**Task statement**
Lay out every line of the items below as a Markdown table with the columns Row and Line, numbering the rows in order and skipping blank lines. Leave the pictures out.

**Input data**
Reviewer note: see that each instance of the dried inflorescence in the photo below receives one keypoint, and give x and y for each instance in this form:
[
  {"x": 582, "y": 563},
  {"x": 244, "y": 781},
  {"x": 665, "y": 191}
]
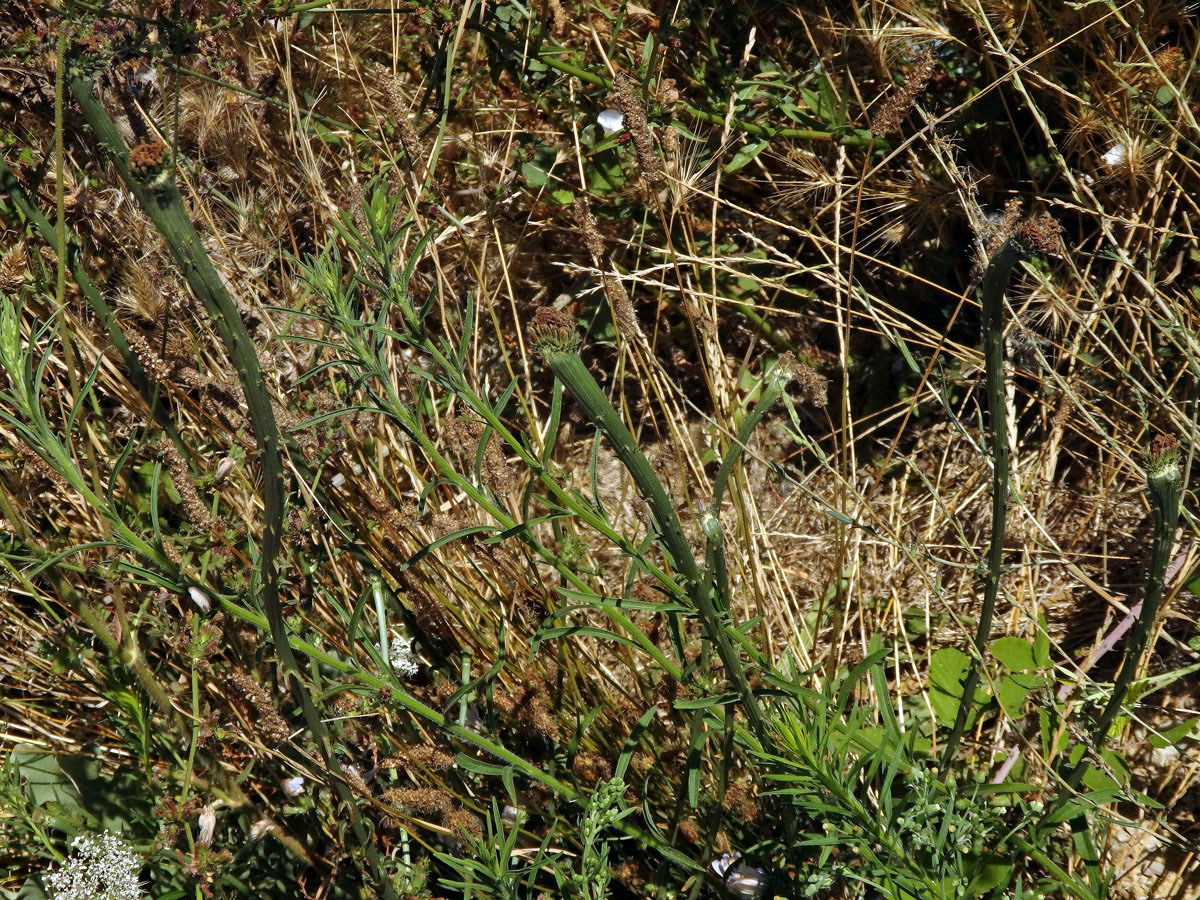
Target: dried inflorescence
[
  {"x": 1043, "y": 234},
  {"x": 552, "y": 331},
  {"x": 13, "y": 268},
  {"x": 425, "y": 757},
  {"x": 270, "y": 723},
  {"x": 148, "y": 159},
  {"x": 627, "y": 99},
  {"x": 897, "y": 107},
  {"x": 193, "y": 508}
]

**Reply**
| Row | Line |
|---|---|
| 1 | Reviewer note: see that each instance of the dried inflorescence in the photo below receives one keypoint, and give x and y for each instance in this form: |
| 2 | [ |
| 3 |   {"x": 582, "y": 563}, |
| 4 |   {"x": 244, "y": 781}, |
| 5 |   {"x": 665, "y": 191} |
| 6 | ] |
| 7 | Target: dried inflorescence |
| 8 | [ |
| 9 |   {"x": 1043, "y": 234}, |
| 10 |   {"x": 552, "y": 331}, |
| 11 |   {"x": 13, "y": 268}, |
| 12 |   {"x": 425, "y": 757}, |
| 13 |   {"x": 270, "y": 723}, |
| 14 |   {"x": 148, "y": 159}, |
| 15 |   {"x": 627, "y": 99}, |
| 16 |   {"x": 897, "y": 107}, |
| 17 |   {"x": 193, "y": 508} |
| 18 | ] |